SELECTED PASSAGE:
Travel From Home: Easter Around the World

A young girl poses with her brightly colored Easter eggs, one blue with white stripes and one yellow with white polka dots. Dying eggs is a popular Easter tradition around the world.

In this special Travel From Home installment, we are traveling around the world to celebrate Easter! For many cultures within the Christian faith, Easter is an important holiday celebrating Jesus’s resurrection. From catchy music to tasty food, follow our journey around the world to share different activities related to the Easter holiday! We hope you and your kids enjoy learning about Easter around the world.


Kellemes Húsvéti Ünnepeket

A basket of Hungarian Easter eggs colored in blue or red with white designs. Hungary is our first stop as we explore Easter around the world.

The first stop on our Easter edition is Hungary! Hungary celebrates Easter with colorful customs and unique traditions sure to fascinate children and adults alike. One such Hungarian tradition is “sprinkling”, where young men sprinkle water or cologne on young women. Sprinkling arose from the belief that water has a cleansing effect to beautify (in this case women.) Start your Hungarian Easter traditions with this quirky ritual, or just fast-forward to other holiday traditions!

Hungarian Arts & Crafts

Hungarian Easter traditions also include vibrantly painted Easter eggs. Between turquoise ribbons and intricate floral patterns, there are countless designs to choose from! Older kids will love trying their hand at painting these gorgeous eggs, which can be dyed with natural materials found around your home. Or, younger children can decorate these fun coloring sheets, which come in four different designs! Then, hang your eggs from a nearby tree or ledge to emulate Hungary’s decorated streets. 

Let’s Get Cooking

Easter dinner is best enjoyed as a family! To celebrate Easter in a typical Hungarian-style, consider adding some wonderful Hungarian Easter food to your meal. Hungary is particularly famous for its Easter dessert, so you can even cook up your own dinner, and then add some Hungarian favorites later for a sweet treat. For example, a Hungarian Easter Wreath is a type of sweet bread popular around Easter time, filled with either walnuts or poppy seed. Milk Loaf with Dried Fruits is also a hit with families due to its sugary taste. (Parents can also delight knowing it’s nutritious too!) 

Musical Melodies

Music is also a great way to learn about a culture or a holiday. Teach kids more about Hungary’s Easter traditions through musical melodies and catchy rhyme schemes. Older children will love Hungarian Easter songs like Hungarian Easter Rhymes, best for those who can understand Sprinkling and read subtitles. Finally, little ones will love listening to a Hungarian Easter song with traditional instruments! 


Frohe Ostern!

A German tree is decorated to the max with colorful eggs hanging from each limb. This is a special German tradition we will learn about as we explore Easter around the world.

RECORD SET:
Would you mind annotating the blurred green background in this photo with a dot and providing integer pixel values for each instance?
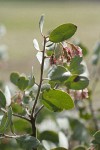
(21, 21)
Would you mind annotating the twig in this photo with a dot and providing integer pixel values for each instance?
(17, 115)
(22, 117)
(38, 111)
(91, 101)
(41, 79)
(9, 136)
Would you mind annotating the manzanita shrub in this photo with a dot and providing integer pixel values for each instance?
(63, 81)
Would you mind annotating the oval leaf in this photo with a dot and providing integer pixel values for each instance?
(49, 136)
(14, 77)
(58, 99)
(63, 32)
(58, 73)
(2, 99)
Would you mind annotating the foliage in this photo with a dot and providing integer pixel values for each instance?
(25, 116)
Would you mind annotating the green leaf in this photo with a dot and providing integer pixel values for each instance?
(22, 83)
(58, 74)
(96, 54)
(22, 126)
(97, 136)
(80, 132)
(57, 100)
(41, 23)
(83, 47)
(49, 136)
(75, 66)
(31, 81)
(17, 108)
(63, 32)
(76, 82)
(45, 86)
(59, 148)
(14, 77)
(2, 99)
(28, 142)
(80, 148)
(36, 45)
(6, 121)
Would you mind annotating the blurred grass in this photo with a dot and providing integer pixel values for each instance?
(21, 20)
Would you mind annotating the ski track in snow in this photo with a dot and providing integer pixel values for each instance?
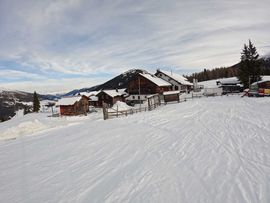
(203, 150)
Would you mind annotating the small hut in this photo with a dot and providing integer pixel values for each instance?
(72, 106)
(171, 96)
(110, 97)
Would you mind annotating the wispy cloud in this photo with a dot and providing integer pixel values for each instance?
(83, 37)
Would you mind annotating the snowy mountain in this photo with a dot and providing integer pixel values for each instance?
(203, 150)
(121, 81)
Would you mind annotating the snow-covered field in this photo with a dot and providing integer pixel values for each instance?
(203, 150)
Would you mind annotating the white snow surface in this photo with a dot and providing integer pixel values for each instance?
(121, 106)
(203, 150)
(114, 93)
(158, 81)
(171, 92)
(68, 100)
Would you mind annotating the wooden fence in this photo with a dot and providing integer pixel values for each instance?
(153, 102)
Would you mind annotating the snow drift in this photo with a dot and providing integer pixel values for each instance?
(202, 150)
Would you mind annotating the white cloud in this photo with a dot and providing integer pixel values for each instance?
(82, 37)
(52, 85)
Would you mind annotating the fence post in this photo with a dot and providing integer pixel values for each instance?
(105, 112)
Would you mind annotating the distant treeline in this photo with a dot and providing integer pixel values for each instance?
(226, 72)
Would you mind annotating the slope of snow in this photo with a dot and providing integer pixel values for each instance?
(121, 106)
(203, 150)
(181, 79)
(158, 81)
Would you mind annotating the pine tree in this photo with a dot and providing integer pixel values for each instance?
(36, 104)
(249, 70)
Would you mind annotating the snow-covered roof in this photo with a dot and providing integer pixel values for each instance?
(265, 78)
(171, 92)
(179, 78)
(47, 102)
(93, 98)
(158, 81)
(68, 101)
(114, 93)
(231, 80)
(88, 94)
(213, 83)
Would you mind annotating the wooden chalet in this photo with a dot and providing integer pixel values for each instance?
(110, 97)
(72, 106)
(146, 84)
(177, 81)
(171, 96)
(230, 85)
(93, 101)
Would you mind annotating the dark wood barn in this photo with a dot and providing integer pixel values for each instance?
(171, 96)
(110, 97)
(147, 84)
(72, 106)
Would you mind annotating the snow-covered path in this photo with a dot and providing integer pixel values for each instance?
(203, 150)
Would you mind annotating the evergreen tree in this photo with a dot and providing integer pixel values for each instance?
(36, 104)
(249, 70)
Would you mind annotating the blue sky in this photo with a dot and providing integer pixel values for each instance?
(56, 46)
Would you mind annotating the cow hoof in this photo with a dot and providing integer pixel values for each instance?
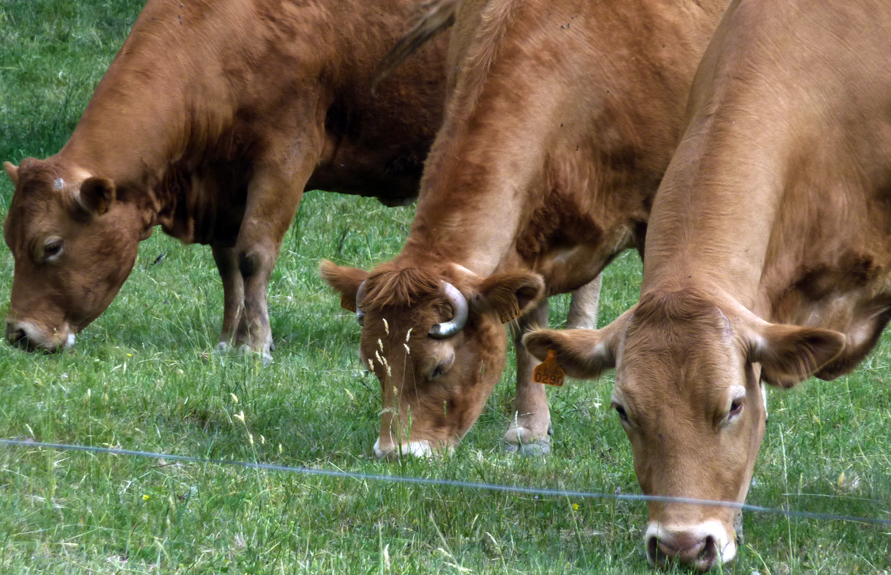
(537, 448)
(520, 440)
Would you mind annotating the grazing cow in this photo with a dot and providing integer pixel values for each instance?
(211, 121)
(768, 256)
(561, 122)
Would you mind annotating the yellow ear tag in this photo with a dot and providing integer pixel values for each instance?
(346, 304)
(549, 371)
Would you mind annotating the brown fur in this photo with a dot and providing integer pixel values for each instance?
(211, 121)
(561, 119)
(775, 213)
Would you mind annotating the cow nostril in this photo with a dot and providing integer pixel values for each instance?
(709, 553)
(16, 337)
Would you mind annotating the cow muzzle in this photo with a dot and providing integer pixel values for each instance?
(701, 546)
(31, 337)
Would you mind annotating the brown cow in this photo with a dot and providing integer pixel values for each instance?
(768, 256)
(211, 121)
(562, 119)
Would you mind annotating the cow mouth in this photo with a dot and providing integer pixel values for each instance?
(27, 337)
(701, 557)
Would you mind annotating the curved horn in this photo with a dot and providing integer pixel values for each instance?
(360, 314)
(449, 328)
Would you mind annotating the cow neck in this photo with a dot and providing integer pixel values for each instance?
(146, 113)
(713, 216)
(477, 181)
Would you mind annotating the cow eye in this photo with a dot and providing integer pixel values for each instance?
(52, 249)
(735, 409)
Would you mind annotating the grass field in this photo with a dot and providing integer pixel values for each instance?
(144, 376)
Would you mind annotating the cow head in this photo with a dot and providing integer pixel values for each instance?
(688, 396)
(74, 243)
(435, 339)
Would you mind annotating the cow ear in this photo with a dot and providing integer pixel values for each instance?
(790, 354)
(344, 280)
(96, 195)
(509, 295)
(582, 353)
(12, 172)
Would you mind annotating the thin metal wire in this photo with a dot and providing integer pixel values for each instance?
(446, 482)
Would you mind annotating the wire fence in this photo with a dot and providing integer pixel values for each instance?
(451, 483)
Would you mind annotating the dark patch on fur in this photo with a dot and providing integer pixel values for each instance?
(248, 264)
(437, 16)
(558, 221)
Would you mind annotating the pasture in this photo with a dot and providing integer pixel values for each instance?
(145, 376)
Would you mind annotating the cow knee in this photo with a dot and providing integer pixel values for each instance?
(250, 264)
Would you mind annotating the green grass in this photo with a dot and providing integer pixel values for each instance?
(144, 376)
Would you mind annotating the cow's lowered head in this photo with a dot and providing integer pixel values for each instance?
(687, 393)
(434, 337)
(74, 240)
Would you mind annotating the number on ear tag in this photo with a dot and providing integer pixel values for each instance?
(549, 371)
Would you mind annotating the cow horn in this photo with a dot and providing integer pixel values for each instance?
(449, 328)
(360, 313)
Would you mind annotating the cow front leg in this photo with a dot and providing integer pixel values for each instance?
(226, 259)
(584, 305)
(530, 424)
(273, 198)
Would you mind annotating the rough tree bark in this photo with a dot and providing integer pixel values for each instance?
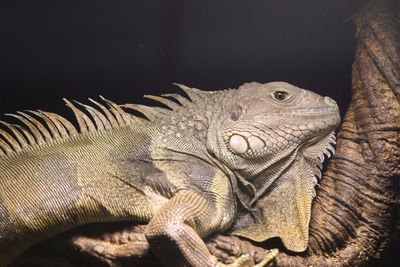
(356, 215)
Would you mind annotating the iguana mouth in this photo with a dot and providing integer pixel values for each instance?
(316, 111)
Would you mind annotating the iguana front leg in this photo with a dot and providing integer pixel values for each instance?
(176, 230)
(175, 233)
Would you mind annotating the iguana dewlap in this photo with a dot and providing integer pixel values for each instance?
(240, 160)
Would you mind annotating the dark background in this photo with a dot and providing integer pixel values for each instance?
(124, 49)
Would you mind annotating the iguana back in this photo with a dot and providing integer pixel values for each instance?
(216, 160)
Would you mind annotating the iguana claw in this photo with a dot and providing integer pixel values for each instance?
(247, 261)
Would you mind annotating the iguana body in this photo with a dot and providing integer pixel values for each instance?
(206, 165)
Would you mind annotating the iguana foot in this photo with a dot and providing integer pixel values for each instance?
(247, 261)
(129, 243)
(229, 248)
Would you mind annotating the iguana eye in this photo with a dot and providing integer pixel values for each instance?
(236, 113)
(280, 95)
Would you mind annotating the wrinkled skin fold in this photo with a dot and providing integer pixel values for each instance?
(355, 216)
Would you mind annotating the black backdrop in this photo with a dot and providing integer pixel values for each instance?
(124, 49)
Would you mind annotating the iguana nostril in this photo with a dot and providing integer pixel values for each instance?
(330, 101)
(255, 143)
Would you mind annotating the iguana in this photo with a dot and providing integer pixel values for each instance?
(240, 160)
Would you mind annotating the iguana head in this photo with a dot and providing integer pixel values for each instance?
(273, 137)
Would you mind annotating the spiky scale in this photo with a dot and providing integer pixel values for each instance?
(22, 141)
(35, 132)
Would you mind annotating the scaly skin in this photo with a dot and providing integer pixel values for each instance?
(207, 165)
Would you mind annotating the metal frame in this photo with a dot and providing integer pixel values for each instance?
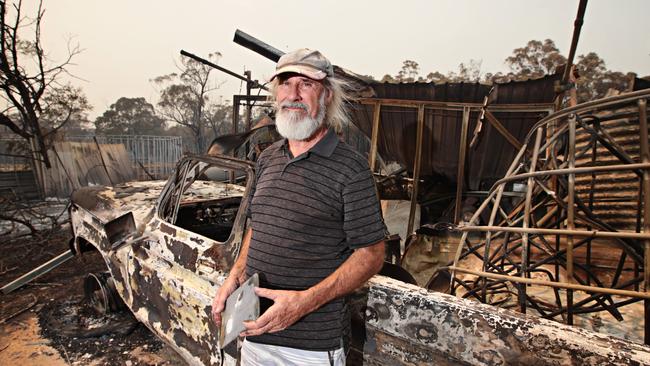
(554, 221)
(423, 106)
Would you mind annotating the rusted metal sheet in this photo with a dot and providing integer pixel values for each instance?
(443, 126)
(167, 273)
(408, 325)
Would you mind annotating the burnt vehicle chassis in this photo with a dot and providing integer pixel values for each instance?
(169, 246)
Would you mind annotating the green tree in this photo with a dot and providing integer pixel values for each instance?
(130, 116)
(595, 79)
(534, 60)
(185, 98)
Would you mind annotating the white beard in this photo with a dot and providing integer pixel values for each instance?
(292, 126)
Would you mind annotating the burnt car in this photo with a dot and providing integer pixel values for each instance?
(168, 246)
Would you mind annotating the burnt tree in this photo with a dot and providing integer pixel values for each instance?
(35, 103)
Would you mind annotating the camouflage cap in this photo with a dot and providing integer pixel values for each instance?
(304, 61)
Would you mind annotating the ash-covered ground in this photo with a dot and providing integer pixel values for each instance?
(48, 322)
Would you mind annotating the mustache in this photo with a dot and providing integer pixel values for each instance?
(293, 105)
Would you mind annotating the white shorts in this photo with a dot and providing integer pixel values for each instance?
(256, 354)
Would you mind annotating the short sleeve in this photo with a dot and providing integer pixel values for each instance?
(363, 223)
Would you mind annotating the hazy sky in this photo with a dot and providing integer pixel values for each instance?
(128, 43)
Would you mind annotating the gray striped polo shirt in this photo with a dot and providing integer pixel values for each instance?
(308, 214)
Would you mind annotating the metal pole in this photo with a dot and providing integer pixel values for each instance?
(460, 177)
(534, 281)
(375, 135)
(526, 223)
(577, 26)
(645, 157)
(571, 215)
(416, 168)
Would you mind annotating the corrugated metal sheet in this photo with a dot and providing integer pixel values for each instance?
(615, 195)
(487, 161)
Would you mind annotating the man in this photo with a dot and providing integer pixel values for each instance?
(316, 227)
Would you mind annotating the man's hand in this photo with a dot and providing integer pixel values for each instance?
(219, 302)
(288, 307)
(237, 276)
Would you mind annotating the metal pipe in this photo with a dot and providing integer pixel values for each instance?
(460, 177)
(512, 168)
(589, 106)
(571, 214)
(572, 286)
(416, 168)
(592, 233)
(577, 26)
(255, 45)
(581, 170)
(372, 158)
(645, 157)
(455, 106)
(254, 84)
(526, 223)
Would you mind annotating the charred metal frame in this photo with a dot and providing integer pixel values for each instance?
(466, 108)
(555, 221)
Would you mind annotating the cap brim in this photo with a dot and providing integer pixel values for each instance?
(302, 70)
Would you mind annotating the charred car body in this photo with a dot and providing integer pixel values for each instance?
(168, 246)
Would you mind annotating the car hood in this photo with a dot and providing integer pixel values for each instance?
(108, 203)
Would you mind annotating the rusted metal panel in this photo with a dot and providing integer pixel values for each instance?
(410, 326)
(487, 161)
(167, 275)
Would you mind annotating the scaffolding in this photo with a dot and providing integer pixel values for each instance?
(583, 224)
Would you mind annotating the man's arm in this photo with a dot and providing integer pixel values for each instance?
(290, 306)
(235, 278)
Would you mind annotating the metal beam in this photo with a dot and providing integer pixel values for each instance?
(416, 169)
(372, 157)
(502, 129)
(460, 177)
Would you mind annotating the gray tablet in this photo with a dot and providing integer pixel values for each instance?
(243, 304)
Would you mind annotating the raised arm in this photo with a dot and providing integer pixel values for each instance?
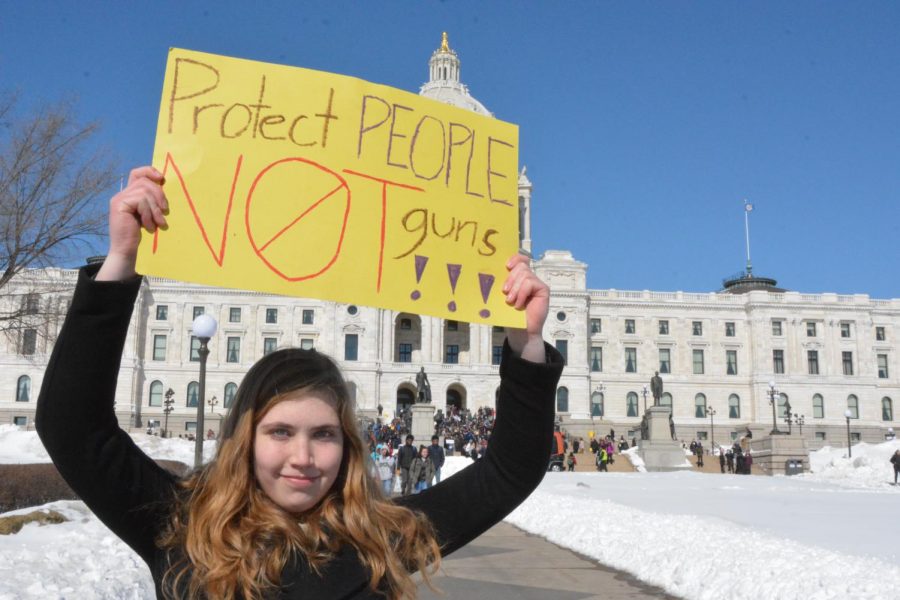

GOAL: Condense the paragraph of the Easter article that begins "Easter dinner is best enjoyed as a family!" into a short list that keeps its main facts. The listing is separate material and has nothing to do with the Easter article.

RESULT OF THE TASK:
- Easter dinner is best shared as a family, and Hungarian Easter food can give it a typical Hungarian style.
- Hungary is especially famous for its Easter dessert, so Hungarian favorites can be added after dinner as a sweet treat.
- The Hungarian Easter Wreath is a sweet bread popular at Easter, filled with walnuts or poppy seed.
- Milk Loaf with Dried Fruits is a family favorite for its sugary taste, and it is nutritious too.